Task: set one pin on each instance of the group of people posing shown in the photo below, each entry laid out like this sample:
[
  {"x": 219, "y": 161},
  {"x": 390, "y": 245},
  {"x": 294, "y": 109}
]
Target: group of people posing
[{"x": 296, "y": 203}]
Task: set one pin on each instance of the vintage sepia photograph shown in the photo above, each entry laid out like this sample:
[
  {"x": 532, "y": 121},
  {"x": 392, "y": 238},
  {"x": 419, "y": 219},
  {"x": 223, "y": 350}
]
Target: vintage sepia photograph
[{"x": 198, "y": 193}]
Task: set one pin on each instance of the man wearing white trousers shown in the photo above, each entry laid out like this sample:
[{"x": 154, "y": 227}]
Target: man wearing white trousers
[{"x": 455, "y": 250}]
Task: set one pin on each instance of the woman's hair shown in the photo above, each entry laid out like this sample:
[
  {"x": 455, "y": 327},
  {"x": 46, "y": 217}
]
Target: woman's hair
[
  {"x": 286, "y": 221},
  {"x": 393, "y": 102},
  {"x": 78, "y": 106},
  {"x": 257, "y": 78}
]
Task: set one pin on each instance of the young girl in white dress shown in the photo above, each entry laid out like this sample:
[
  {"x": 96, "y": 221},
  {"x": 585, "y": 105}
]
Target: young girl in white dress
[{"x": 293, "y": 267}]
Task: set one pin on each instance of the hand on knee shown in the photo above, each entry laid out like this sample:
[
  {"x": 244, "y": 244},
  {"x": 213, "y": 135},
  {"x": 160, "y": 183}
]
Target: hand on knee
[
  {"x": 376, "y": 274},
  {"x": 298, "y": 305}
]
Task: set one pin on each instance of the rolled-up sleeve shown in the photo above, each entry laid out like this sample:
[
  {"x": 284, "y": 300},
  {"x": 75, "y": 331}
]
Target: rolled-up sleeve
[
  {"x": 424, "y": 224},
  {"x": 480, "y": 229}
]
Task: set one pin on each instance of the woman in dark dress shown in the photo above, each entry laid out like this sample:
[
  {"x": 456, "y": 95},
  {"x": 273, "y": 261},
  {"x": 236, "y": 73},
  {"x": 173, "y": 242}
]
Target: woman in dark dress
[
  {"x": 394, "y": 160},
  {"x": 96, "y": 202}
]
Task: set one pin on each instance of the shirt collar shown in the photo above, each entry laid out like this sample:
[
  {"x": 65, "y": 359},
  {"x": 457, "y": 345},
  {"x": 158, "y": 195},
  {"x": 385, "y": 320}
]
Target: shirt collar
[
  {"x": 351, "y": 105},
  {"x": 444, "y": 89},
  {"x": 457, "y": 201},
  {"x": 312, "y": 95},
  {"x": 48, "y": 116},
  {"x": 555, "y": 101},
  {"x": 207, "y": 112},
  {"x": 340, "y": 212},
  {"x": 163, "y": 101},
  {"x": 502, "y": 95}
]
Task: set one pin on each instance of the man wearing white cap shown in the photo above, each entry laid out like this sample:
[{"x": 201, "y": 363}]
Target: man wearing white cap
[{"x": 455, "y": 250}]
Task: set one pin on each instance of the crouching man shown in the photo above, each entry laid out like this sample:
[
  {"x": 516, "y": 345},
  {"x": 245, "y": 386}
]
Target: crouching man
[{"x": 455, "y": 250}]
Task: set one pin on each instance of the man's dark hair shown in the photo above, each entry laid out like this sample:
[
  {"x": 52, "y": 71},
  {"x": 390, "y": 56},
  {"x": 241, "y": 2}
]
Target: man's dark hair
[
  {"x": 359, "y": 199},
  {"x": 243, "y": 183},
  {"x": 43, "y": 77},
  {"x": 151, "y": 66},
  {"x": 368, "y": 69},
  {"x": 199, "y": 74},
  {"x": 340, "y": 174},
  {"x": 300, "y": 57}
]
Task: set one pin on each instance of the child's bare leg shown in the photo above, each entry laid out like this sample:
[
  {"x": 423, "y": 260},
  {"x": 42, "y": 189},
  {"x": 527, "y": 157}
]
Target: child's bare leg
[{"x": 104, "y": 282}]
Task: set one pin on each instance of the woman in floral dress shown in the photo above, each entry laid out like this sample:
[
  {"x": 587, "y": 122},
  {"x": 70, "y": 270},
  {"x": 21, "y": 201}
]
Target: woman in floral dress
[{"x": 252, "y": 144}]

_ _ _ _ _

[Stated task] Update all the data above by replacing every occurrence of "set one pin" with "place one dot", and leave every other line exactly the same.

[Result of the task]
Task: place one dot on each instance of the group of people posing shown in the photo below, each entry laid out like this sample:
[
  {"x": 219, "y": 161},
  {"x": 390, "y": 245},
  {"x": 294, "y": 109}
]
Target: group of people posing
[{"x": 296, "y": 203}]
Task: place one dot on each instance of the vintage sepia photograph shown in the photo above, each entry laid out like this sample:
[
  {"x": 532, "y": 121},
  {"x": 392, "y": 238},
  {"x": 419, "y": 219},
  {"x": 223, "y": 350}
]
Target: vintage sepia photograph
[{"x": 198, "y": 193}]
Task: place one dot on each instance of the man wearing white trousers shown in the photo above, each entry laid out like this sample:
[{"x": 154, "y": 227}]
Target: man wearing white trousers
[{"x": 455, "y": 250}]
Task: place one dot on each instance of the woman's hair shown in the photo above, each entry laid out like this sample:
[
  {"x": 455, "y": 327},
  {"x": 46, "y": 217}
]
Target: woman's hair
[
  {"x": 286, "y": 221},
  {"x": 393, "y": 102},
  {"x": 78, "y": 106},
  {"x": 257, "y": 78}
]
Task: place one dot on each instance of the young girl in white dress shown in the photo above, each entry laid out like this sample:
[
  {"x": 96, "y": 221},
  {"x": 585, "y": 105}
]
Target: young girl in white dress
[{"x": 293, "y": 267}]
Task: place one dot on each instance of the hand on knee shown in the photo above, each entry laid out like this sample:
[
  {"x": 244, "y": 244},
  {"x": 213, "y": 135},
  {"x": 160, "y": 183}
]
Target: hand on knee
[
  {"x": 376, "y": 274},
  {"x": 298, "y": 305}
]
Task: place one dot on each instance of the rolled-up sleeve shown in the photo above, each entry laid out like this sample:
[
  {"x": 284, "y": 300},
  {"x": 75, "y": 331}
]
Target: rolled-up sleeve
[
  {"x": 424, "y": 224},
  {"x": 480, "y": 229}
]
Task: place one dot on each instance of the woman in dark dress shown in the photo above, each entry laid out like this sample:
[
  {"x": 456, "y": 95},
  {"x": 273, "y": 261},
  {"x": 236, "y": 73},
  {"x": 173, "y": 242}
]
Target: woman in dark dress
[
  {"x": 394, "y": 160},
  {"x": 96, "y": 202}
]
Task: place one dot on each instance of the shirt collar shown in the photo above, each entry laid out like this sample:
[
  {"x": 65, "y": 359},
  {"x": 457, "y": 345},
  {"x": 158, "y": 195},
  {"x": 385, "y": 320}
]
Target: shirt collar
[
  {"x": 351, "y": 105},
  {"x": 444, "y": 89},
  {"x": 457, "y": 201},
  {"x": 312, "y": 95},
  {"x": 48, "y": 116},
  {"x": 555, "y": 101},
  {"x": 207, "y": 112},
  {"x": 340, "y": 212},
  {"x": 163, "y": 101},
  {"x": 502, "y": 95}
]
Task: place one dot on each instance of the man wearing white cap shown in the photo above, each entry laid out like this sample:
[{"x": 201, "y": 363}]
Target: man wearing white cap
[{"x": 455, "y": 250}]
Task: place one dot on each instance of the crouching man shown in the photo above, each entry laid out like this sample:
[
  {"x": 516, "y": 345},
  {"x": 245, "y": 386}
]
Target: crouching man
[{"x": 455, "y": 250}]
Task: place one dot on each instance of the man's dark hair shown in the photo above, each entry laid out like this sample:
[
  {"x": 52, "y": 71},
  {"x": 390, "y": 56},
  {"x": 241, "y": 2}
]
Target: man's dark hair
[
  {"x": 359, "y": 199},
  {"x": 243, "y": 183},
  {"x": 43, "y": 77},
  {"x": 151, "y": 66},
  {"x": 368, "y": 69},
  {"x": 199, "y": 74},
  {"x": 340, "y": 174},
  {"x": 300, "y": 57}
]
Task: place one dot on each instance of the child's bare leg shown in the photo above, each entry laid out like this sample:
[
  {"x": 423, "y": 260},
  {"x": 42, "y": 189},
  {"x": 527, "y": 157}
]
Target: child's bare leg
[{"x": 104, "y": 282}]
Task: place one dot on each instance of the woman in floral dress shown in the photo above, each entry laid out like this sample:
[
  {"x": 587, "y": 122},
  {"x": 70, "y": 270},
  {"x": 21, "y": 201}
]
Target: woman in floral dress
[{"x": 252, "y": 144}]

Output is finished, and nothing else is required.